> [INFORMATION SHOWN]:
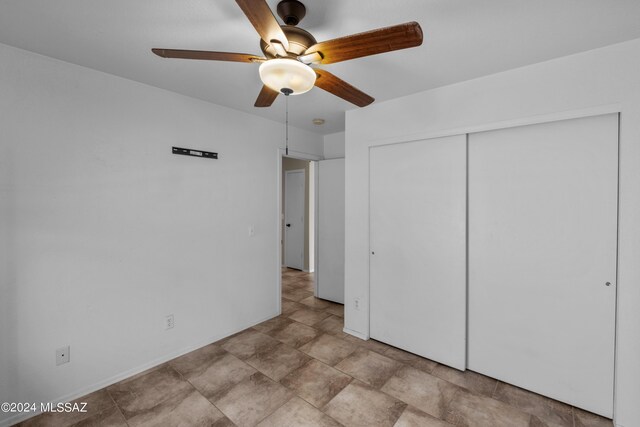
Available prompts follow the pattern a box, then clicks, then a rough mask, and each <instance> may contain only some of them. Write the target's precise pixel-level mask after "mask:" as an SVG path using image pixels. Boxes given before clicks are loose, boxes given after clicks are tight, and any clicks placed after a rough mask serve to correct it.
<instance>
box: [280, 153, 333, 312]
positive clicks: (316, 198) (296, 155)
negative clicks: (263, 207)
mask: <svg viewBox="0 0 640 427" xmlns="http://www.w3.org/2000/svg"><path fill="white" fill-rule="evenodd" d="M283 157H289V158H292V159H298V160H308V161H311V162H317V161H318V160H322V159H323V157H322V156H319V155H316V154H309V153H302V152H299V151H293V150H289V153H286V152H285V149H284V148H278V149H277V150H276V224H275V225H276V227H275V229H276V236H275V241H274V247H275V249H276V250H275V253H276V259H275V260H274V262H275V264H276V277H275V281H276V292H275V295H274V297H275V299H276V315H277V316H279V315H281V314H282V246H281V239H282V219H281V218H280V214H281V209H282V197H283V194H282V185H283V182H282V158H283ZM313 170H314V171H313V176H314V180H313V188H314V192H313V193H314V200H315V203H314V209H313V210H314V215H313V218H314V219H313V228H314V231H315V233H316V234H317V232H318V203H317V202H318V168H317V165H316V167H314V168H313ZM314 264H316V265H317V264H318V239H315V241H314ZM315 286H316V283H315V280H314V288H315ZM317 294H318V290H317V289H315V290H314V295H317Z"/></svg>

> [WORK TO BE COMPLETED]: Please present the data above as a Markdown table with the columns "Row" and "Text", one numbered row per line, leaving out blank lines and the pictures.

> [TASK SOLUTION]:
| Row | Text |
|---|---|
| 1 | Available prompts follow the pattern a box, then clicks, then a rough mask, and each <instance> may contain only some of them. Write the target's precise pixel-level mask after "mask:" as an SVG path using image pixels. Boxes given before clicks are loose, boxes given after clicks are tight, and any clicks placed after a rough mask serve to correct it. |
| 2 | <instance> |
| 3 | box: [280, 153, 333, 312] |
| 4 | positive clicks: (316, 198) (296, 155) |
| 5 | negative clicks: (263, 207) |
| 6 | mask: <svg viewBox="0 0 640 427" xmlns="http://www.w3.org/2000/svg"><path fill="white" fill-rule="evenodd" d="M283 157H289V158H292V159H298V160H308V161H311V162H317V161H318V160H322V159H323V157H322V156H319V155H316V154H309V153H302V152H299V151H293V150H289V153H286V152H285V149H284V148H278V149H277V150H276V224H275V225H276V227H275V229H276V236H275V241H274V247H275V249H276V250H275V253H276V259H275V260H274V262H275V264H276V277H275V281H276V292H275V295H274V297H275V299H276V315H277V316H279V315H281V314H282V246H281V239H282V219H281V218H280V214H281V209H282V197H283V194H282V185H283V182H282V158H283ZM313 170H314V171H313V176H314V180H313V188H314V192H313V193H314V200H315V203H314V209H313V210H314V215H313V218H314V219H313V228H314V231H315V233H316V234H317V232H318V203H317V202H318V168H317V165H316V167H314V168H313ZM314 264H316V265H317V264H318V239H315V241H314ZM315 286H316V283H315V280H314V288H315ZM317 294H318V290H317V289H315V290H314V295H317Z"/></svg> |